Begin EXERCISE INPUTS
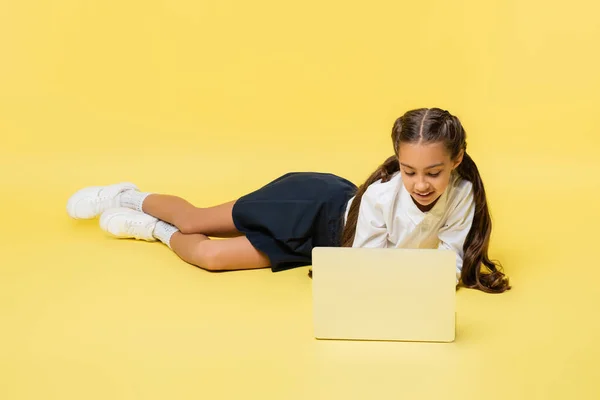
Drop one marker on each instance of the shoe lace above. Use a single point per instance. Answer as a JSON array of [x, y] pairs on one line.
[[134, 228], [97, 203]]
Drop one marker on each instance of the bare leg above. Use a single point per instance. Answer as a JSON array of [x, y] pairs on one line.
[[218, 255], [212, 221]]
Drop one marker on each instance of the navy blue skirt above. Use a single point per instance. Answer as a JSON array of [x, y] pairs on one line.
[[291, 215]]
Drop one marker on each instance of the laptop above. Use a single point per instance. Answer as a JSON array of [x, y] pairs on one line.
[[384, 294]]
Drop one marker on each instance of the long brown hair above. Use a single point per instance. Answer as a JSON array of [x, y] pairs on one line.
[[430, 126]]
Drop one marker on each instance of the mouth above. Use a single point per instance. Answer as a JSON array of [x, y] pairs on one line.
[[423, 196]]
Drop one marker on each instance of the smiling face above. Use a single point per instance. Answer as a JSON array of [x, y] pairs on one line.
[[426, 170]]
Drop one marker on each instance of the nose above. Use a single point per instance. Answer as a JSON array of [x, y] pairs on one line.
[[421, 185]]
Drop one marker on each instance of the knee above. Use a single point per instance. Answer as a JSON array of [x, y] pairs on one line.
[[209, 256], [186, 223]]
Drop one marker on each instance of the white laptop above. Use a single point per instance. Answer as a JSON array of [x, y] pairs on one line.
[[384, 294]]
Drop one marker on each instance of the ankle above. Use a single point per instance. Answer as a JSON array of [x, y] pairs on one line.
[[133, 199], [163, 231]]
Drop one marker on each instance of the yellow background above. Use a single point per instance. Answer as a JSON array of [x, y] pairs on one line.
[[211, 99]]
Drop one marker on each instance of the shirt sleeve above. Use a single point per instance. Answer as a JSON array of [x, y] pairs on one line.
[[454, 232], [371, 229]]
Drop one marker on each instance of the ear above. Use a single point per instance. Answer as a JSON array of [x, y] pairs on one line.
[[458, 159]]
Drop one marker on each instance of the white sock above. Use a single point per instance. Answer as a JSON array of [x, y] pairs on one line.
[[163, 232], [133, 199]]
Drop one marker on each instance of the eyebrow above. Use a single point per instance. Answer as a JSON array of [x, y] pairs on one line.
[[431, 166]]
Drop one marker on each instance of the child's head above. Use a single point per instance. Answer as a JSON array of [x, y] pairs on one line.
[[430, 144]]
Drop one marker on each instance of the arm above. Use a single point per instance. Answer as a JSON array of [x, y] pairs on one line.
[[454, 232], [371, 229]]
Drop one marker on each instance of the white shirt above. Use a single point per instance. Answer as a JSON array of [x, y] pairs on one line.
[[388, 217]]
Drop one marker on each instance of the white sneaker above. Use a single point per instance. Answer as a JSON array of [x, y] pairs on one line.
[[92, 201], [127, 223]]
End EXERCISE INPUTS
Begin EXERCISE INPUTS
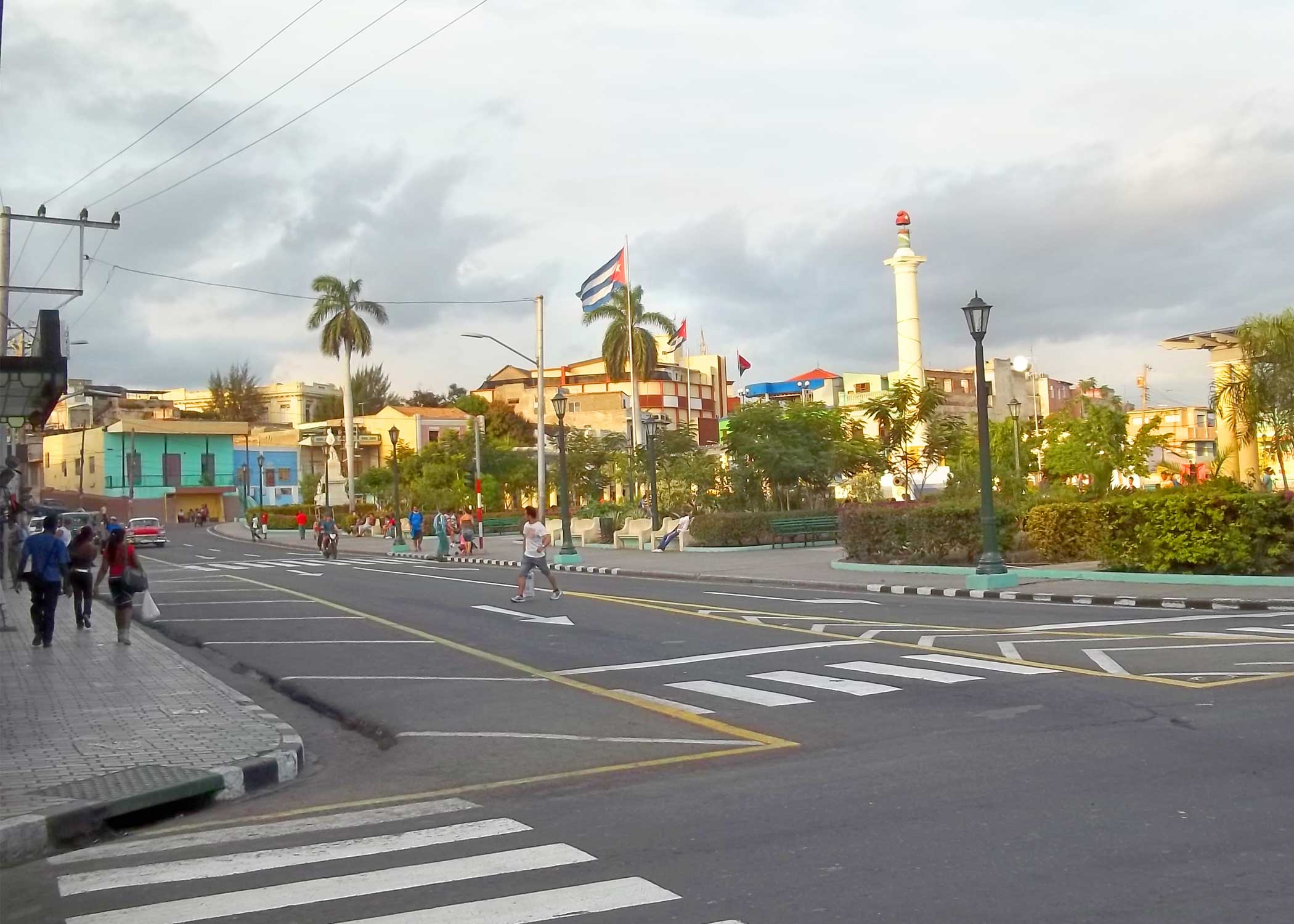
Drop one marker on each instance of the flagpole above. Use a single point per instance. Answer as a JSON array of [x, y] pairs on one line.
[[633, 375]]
End EXERCISE INPUTS
• EXERCISE REQUIREMENTS
Turn the lines of the records starting at the line containing "Drop one marker on each instance of the eyebrow" and ending at the line containing "[[388, 217]]" into a numbered list, with blank lines left out.

• ANSWER TO THE TASK
1. Drop one marker on each instance of the eyebrow above. Use a single point per instance. Answer as a JSON array of [x, y] pairs on one line.
2. [[431, 166]]
3. Drop one marker on each instance of the child's head above. Use a single point per instance. Answer as a JSON array of [x, y] pairs on one line.
4. [[430, 144]]
5. Drop one marker on each instance of the arm above. Use a single point per instance. Answer as a JSON array of [x, y] pairs on one line.
6. [[454, 232], [371, 229]]
7. Drop one marker on each instance of the white shirt above. Use a single point per instance. Answer as a JSON array of [x, y] pairs on one line.
8. [[388, 217]]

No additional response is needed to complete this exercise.